Arrêt du 5 novembre 2004
Ire Cour de droit public

MM. les Juges Aemisegger, Président de la Cour et Président du Tribunal
fédéral, Aeschlimann et Reeb.
Greffier: M. Zimmermann.

Office fédéral du développement territorial,
3003 Berne,
recourant,

contre

A.________,
intimé, représenté par Me Yves Hofstetter, avocat,
Municipalité d'Essertines-sur-Rolle, 1186 Essertines-sur-Rolle, représentée
par Me Olivier Freymond, avocat,
Département de la sécurité et de l'environnement
du canton de Vaud, Service de l'aménagement du territoire, 1014 Lausanne,
représenté par Me Edmond C.M. de Braun, avocat,
Tribunal administratif du canton de Vaud,
avenue Eugène-Rambert 15, 1014 Lausanne.

refus d'autoriser divers travaux en zone agricole,
remise en état,

recours de droit administratif contre l'arrêt du Tribunal administratif du
canton de Vaud du 14 avril 2004.

Faits:

A.
A. ________ est propriétaire de la parcelle n°747 du Registre foncier
d'Essertines-sur-Rolle. Ce bien-fonds est classé dans la zone agricole régie
par les art. 46ss du Règlement communal sur le plan d'affectation et la
police des constructions (RPA), adopté le 29 novembre 1988 par le Conseil
général communal et approuvé le 21 septembre 1990 par le Conseil d'Etat du
canton de Vaud. Sur la parcelle n°747 sont érigés deux bâtiments, autrefois à
vocation agricole, qui abritent au total trois logements occupés par des
locataires sans lien avec l'agriculture.

B.
Entre 1999 et 2000, A.________ a effectué divers travaux sur ces deux
bâtiments. Certains d'entre eux ont été autorisés par la Municipalité,
d'autres non. Le Département cantonal des infrastructures n'a pas été
consulté.

**TÂCHES À RÉALISER**:
A - Reproduisez fidèlement le passage de l'extrait de l'arrêt qui va de « refus d'autoriser divers » jusqu'à « 14 avril 2004. » inclus.
B - Dressez la liste de tous les avocats mentionnés dans l'extrait de l'arrêt.

Entrées de données collectées:

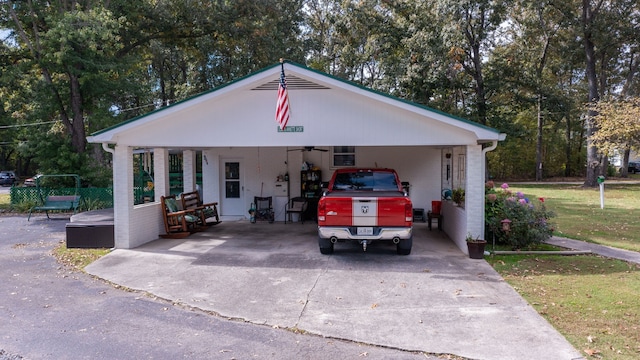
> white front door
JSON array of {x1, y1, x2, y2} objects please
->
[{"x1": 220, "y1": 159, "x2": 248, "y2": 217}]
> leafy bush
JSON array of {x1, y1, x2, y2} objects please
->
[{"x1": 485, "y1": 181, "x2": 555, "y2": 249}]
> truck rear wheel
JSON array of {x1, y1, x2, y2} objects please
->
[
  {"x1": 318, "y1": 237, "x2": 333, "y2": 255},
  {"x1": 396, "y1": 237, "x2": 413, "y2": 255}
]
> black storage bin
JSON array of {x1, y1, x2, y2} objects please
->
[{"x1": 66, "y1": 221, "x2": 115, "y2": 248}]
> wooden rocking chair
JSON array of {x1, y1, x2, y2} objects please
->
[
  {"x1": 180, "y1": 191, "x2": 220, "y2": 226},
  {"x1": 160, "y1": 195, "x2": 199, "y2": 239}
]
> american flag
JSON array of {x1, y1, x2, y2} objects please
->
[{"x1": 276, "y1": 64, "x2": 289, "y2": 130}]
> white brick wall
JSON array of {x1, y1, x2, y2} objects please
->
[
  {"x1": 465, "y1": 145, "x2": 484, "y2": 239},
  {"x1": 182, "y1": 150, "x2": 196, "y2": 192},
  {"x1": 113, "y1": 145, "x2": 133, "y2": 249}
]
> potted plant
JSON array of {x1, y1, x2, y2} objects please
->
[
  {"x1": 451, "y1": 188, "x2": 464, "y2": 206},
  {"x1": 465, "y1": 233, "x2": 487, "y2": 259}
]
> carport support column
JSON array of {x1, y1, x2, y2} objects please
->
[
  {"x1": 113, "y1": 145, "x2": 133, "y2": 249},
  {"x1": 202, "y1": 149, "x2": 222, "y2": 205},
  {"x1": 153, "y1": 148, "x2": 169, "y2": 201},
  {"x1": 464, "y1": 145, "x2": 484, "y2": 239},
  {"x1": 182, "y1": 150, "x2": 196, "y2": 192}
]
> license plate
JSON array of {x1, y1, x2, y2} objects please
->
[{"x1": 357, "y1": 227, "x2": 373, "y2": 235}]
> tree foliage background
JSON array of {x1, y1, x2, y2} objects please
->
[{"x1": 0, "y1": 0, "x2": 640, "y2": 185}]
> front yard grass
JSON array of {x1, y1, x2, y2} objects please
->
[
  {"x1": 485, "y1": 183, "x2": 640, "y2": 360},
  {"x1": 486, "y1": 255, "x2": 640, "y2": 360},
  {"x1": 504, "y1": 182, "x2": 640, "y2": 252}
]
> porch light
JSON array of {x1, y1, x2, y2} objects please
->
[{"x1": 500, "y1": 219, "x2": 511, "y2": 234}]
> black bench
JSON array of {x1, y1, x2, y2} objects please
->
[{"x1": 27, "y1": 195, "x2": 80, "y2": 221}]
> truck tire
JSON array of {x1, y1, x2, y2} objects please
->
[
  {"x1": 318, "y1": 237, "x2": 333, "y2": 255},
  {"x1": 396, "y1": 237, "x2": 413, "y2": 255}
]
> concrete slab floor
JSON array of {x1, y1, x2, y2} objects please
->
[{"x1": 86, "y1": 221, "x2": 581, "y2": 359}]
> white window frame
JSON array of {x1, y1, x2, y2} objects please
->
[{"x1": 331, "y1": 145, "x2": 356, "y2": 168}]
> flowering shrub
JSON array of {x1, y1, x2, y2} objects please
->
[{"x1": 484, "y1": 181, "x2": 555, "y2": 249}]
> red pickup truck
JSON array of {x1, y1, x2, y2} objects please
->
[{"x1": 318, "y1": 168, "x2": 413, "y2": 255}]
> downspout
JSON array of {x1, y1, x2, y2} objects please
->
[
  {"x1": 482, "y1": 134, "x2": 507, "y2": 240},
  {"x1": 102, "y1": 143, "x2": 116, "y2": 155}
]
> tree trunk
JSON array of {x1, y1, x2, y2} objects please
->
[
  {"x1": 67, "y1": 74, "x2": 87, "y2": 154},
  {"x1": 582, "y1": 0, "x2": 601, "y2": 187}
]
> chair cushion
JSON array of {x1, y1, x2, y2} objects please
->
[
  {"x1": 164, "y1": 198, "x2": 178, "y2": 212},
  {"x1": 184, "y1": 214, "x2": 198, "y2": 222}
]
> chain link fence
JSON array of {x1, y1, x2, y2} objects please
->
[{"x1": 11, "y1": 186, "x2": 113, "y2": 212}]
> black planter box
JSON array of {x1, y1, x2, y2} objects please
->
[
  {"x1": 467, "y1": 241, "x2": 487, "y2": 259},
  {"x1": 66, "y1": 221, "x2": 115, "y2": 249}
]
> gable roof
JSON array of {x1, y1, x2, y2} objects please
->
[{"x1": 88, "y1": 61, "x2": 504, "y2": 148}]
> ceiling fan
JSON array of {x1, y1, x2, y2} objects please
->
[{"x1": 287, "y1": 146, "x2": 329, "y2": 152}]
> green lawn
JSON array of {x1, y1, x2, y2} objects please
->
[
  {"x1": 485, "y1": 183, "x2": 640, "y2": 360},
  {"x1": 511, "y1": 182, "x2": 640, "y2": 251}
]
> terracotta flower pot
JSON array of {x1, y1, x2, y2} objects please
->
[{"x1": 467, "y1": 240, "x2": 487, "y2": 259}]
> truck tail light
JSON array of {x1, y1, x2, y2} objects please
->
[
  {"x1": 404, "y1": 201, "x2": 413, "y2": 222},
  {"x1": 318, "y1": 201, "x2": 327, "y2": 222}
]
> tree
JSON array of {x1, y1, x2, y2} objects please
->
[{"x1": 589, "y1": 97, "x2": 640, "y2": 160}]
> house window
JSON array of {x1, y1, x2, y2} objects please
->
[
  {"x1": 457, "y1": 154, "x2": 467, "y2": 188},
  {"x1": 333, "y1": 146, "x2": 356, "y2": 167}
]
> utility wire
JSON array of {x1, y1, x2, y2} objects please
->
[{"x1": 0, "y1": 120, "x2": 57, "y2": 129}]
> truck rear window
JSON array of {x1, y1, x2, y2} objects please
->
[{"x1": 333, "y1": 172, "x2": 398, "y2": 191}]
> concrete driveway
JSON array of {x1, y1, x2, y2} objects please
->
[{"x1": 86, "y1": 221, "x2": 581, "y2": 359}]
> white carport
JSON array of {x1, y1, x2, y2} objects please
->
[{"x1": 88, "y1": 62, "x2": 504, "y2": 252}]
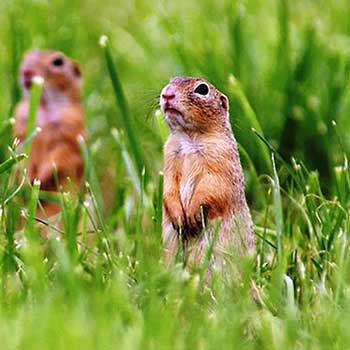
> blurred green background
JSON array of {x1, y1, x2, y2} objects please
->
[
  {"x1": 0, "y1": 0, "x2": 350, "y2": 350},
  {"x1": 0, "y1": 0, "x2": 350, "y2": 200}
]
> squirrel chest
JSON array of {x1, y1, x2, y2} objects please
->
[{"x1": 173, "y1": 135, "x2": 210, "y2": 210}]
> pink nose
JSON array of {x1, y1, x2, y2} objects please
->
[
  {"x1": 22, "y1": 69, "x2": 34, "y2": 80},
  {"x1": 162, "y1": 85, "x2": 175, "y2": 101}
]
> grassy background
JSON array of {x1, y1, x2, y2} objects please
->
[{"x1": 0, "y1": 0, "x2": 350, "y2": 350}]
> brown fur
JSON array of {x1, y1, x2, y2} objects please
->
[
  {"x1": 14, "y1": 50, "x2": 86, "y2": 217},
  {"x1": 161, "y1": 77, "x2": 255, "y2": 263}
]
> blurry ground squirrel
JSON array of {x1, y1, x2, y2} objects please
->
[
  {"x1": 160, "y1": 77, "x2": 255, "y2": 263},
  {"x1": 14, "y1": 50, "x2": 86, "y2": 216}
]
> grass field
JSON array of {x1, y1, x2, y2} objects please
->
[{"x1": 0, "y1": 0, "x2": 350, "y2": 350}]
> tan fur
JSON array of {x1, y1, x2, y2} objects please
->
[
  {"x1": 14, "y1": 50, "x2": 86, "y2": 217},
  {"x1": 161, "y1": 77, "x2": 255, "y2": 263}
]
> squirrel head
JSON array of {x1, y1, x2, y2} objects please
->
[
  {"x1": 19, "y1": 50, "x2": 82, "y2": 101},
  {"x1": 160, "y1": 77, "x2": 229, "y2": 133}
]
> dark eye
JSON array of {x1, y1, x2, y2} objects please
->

**RÉSULTATS PAR TÂCHE**:
A -
refus d'autoriser divers travaux en zone agricole,
remise en état,

recours de droit administratif contre l'arrêt du Tribunal administratif du
canton de Vaud du 14 avril 2004.

B -
Me Yves Hofstetter
Me Olivier Freymond
Me Edmond C.M. de Braun